### OBJECTIVE 1
Rewrite the paragraph of the ERISA passage beginning "PLM provides merchandising" as a short bulleted list that keeps its main facts.

### PASSAGE
------------------------------------------------------------------------

Plaintiffs Karen Merrow, Thomas Jordan, and Michael Cross (“Plaintiffs”) brought this putative class action against Horizon Bank d/b/a Horizon Trust & Investment Management (“Horizon”), Thomas J. Schuh, and Timony M. Logsdon alleging violations of the Employee Retirement Income Security Act of 1974 (“ERISA”). (Doc. # 1 and # 22 ¶¶ 1, 3). Defendant Horizon was the fiduciary trustee for the P.L. Marketing, Inc. Employee Stock Ownership Plan (the “Plan” or “ESOP”) when the Plan acquired the shares of P.L. Marketing, Inc. (“PLM”) at issue in 2017. (Id.). Schuh and Logsdon (“Selling Shareholders”) were PLM officers and directors, and are the party in interest shareholders from whom the Plan acquired the stock. (Id.). Plaintiffs were employees of PLM, are Plan participants as defined in ERISA §3(7), and were vested in shares of PLM. (Id. ¶¶ 14-16).

PLM provides merchandising and operational services for The Kroger Company. (Id. at ¶ 23). Kroger is PLM's only client. (Id.). PLM adopted the pension Plan at issue with an effective date of January 1, 2017. (Id. ¶ 28). The Plan is a leveraged employee stock ownership plan, or “Leveraged ESOP” designed to invest in employer securities of PLM. (Id. ¶ 30). The Plan is a defined contribution plan, where a separate individual account was created for each Plan participant. (Id. ¶ 32). PLM is and was the Plan's administrator under ERISA §3(16)(A). (Id. ¶ 37). PLM also is and was an ERISA fiduciary to the Plan as its administrator. (Id. ¶¶ 38, 39). The Plan's Forms 5500 represent that PLM is a party in interest to the Plan. (Id. ¶ 40).

------------------------------------------------------------------------

### PROVIDED MATERIAL

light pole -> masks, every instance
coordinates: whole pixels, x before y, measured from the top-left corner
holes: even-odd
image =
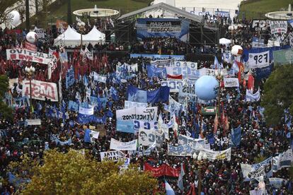
[[[232,35],[232,40],[231,44],[232,45],[234,45],[234,34],[237,32],[238,25],[231,25],[228,27],[228,30],[230,32],[230,33]]]
[[[77,23],[77,26],[79,27],[79,31],[81,33],[81,49],[82,47],[82,33],[86,32],[86,23],[84,22],[79,22]]]
[[[196,154],[196,153],[194,153],[193,158],[195,163],[197,164],[197,171],[198,171],[197,189],[198,189],[198,194],[201,194],[201,192],[202,192],[202,165],[205,163],[205,162],[207,159],[207,155],[205,152],[200,151],[198,155]]]
[[[31,111],[32,111],[32,79],[33,78],[33,76],[35,76],[35,69],[33,66],[30,66],[30,67],[26,66],[25,69],[25,75],[26,77],[28,78],[28,80],[30,81],[30,117],[31,118],[32,114],[31,114]]]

------------------------------------------------------------------------

### OBJECTIVE 2
Retype all of the records above line for line, with no changes, and leave the pictures out.

### TASK RESPONSE 1
- PLM provides merchandising and operational services to The Kroger Company, its only client.
- PLM adopted the Plan effective January 1, 2017.
- The Plan is a leveraged ESOP that invests in PLM employer securities.
- It is a defined contribution plan with a separate individual account for each participant.
- PLM is and was the Plan's administrator under ERISA §3(16)(A) and, in that role, an ERISA fiduciary.
- The Plan's Forms 5500 represent PLM as a party in interest to the Plan.

### TASK RESPONSE 2
light pole -> masks, every instance
coordinates: whole pixels, x before y, measured from the top-left corner
holes: even-odd
image =
[[[232,35],[232,40],[231,44],[232,45],[234,45],[234,34],[237,32],[238,25],[231,25],[228,27],[228,30],[230,32],[230,33]]]
[[[77,23],[77,26],[79,27],[79,31],[81,33],[81,49],[82,47],[82,33],[86,32],[86,23],[84,22],[79,22]]]
[[[196,154],[196,153],[194,153],[193,158],[195,163],[197,164],[197,171],[198,171],[197,189],[198,189],[198,194],[201,194],[201,192],[202,192],[202,165],[205,163],[205,162],[207,159],[207,155],[205,152],[200,151],[198,155]]]
[[[31,111],[32,111],[32,79],[33,78],[33,76],[35,76],[35,69],[33,66],[30,66],[30,67],[26,66],[25,69],[25,75],[26,77],[28,78],[28,80],[30,81],[30,117],[31,118],[32,114],[31,114]]]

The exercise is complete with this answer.